* Extract
-*-

EMERGENCY ACCESS SHAFT E4 (HOUGHTON)

At Shaft E4, final lining of this 16 metre deep shaft is complete and excavation of the two connecting adits has also been completed. Like E3, being a shallow shaft with direct access to the surface, there is no safe haven necessary at the bottom of this shaft.

ROSEBANK STATION

At Rosebank Station, casting of the roof slab is ongoing, approximately 85% of the concourse slab is cast and, at rail level, platform construction is in progress. Construction of the cut and cover box section linking the station to the start of the drill and blast tunnel is in progress.



ROSEBANK STATION, STATION BOX CONSTRUCTION ON
CONCOURSE LEVEL



ROSEBANK STATION, RAIL SLAB AND PLATFORM WORKS INSIDE
THE STATION BOX

Excavation of the 745 metre long single-track drill and blast rail tunnel between the northern end of Rosebank Station and Emergency Access Shaft E5 was successfully completed during February 2009.

-*-

* Provided records
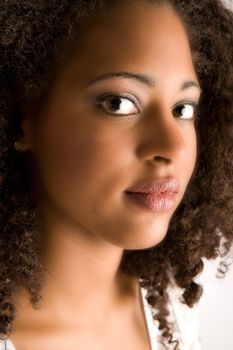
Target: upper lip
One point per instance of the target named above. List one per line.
(168, 185)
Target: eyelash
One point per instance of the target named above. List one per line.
(102, 98)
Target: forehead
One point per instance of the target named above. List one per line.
(135, 36)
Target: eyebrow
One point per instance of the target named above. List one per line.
(145, 79)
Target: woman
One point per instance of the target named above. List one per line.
(116, 161)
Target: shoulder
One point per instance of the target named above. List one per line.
(186, 320)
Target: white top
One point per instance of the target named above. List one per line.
(186, 321)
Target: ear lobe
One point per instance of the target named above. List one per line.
(24, 142)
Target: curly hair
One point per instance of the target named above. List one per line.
(36, 37)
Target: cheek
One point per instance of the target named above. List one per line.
(75, 160)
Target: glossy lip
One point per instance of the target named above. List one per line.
(156, 186)
(153, 201)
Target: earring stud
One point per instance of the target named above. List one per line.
(18, 146)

-*-

* Brief 1
According to the construction update, in what month and year was excavation of the drill and blast rail tunnel between Rosebank Station and Emergency Access Shaft E5 completed?
* Brief 2
Write out the construction update starting with "ROSEBANK STATION, RAIL" and going on through "during February 2009.", substituting "twin-track" for "single-track".

* Correct answer 1
February 2009.

* Correct answer 2
ROSEBANK STATION, RAIL SLAB AND PLATFORM WORKS INSIDE
THE STATION BOX

Excavation of the 745 metre long twin-track drill and blast rail tunnel between the northern end of Rosebank Station and Emergency Access Shaft E5 was successfully completed during February 2009.